▸ THE TASK
Please list each line in the rows below that contains the word "glass".

▸ GIVEN DATA

<<<<

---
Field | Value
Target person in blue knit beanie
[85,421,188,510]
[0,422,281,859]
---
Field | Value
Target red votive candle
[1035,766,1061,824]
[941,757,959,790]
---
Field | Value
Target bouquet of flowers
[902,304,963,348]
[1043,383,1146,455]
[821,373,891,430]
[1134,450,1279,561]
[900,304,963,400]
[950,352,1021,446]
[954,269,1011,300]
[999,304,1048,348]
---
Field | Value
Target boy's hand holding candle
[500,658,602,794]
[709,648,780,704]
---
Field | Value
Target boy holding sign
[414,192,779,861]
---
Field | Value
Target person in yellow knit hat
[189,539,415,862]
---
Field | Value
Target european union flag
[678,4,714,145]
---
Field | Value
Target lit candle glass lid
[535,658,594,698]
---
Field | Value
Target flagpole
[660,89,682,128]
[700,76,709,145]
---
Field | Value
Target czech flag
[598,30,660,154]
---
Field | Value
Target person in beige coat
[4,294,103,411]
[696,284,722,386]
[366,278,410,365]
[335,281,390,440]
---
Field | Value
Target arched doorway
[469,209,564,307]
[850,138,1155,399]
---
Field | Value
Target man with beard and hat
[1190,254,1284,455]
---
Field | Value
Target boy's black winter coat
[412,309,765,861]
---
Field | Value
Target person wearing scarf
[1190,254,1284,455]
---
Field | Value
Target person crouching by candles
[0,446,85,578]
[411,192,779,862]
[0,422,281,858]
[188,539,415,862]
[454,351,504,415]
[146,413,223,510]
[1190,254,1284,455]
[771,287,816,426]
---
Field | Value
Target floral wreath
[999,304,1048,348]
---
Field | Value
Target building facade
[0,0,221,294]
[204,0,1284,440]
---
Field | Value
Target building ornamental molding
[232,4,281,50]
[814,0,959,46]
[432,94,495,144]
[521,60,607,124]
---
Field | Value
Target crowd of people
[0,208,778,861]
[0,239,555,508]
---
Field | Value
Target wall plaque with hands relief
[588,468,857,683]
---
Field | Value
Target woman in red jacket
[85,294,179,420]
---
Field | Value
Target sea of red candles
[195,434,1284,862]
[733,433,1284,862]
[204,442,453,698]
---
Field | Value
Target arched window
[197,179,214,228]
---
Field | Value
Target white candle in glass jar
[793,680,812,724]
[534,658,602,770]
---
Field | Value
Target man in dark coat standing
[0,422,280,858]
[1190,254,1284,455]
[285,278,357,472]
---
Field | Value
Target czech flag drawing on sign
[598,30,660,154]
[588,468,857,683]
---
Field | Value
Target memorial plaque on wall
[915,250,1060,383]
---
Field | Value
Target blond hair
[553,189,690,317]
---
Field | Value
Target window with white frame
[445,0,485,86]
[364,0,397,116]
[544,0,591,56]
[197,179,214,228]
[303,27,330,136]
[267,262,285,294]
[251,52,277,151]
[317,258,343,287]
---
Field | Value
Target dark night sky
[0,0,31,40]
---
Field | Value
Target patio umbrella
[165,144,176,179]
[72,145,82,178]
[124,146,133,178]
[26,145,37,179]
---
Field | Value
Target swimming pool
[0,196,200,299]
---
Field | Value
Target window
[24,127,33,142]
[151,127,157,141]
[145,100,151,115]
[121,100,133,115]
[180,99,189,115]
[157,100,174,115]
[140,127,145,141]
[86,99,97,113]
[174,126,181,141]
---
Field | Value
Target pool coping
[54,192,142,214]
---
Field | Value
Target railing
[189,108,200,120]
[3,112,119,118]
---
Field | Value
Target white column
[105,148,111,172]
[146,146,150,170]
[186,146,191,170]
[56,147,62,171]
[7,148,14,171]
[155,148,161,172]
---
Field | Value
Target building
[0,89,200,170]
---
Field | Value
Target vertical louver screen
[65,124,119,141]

>>>>

▸ REPLY
Target lit candle glass lid
Target white candle in glass jar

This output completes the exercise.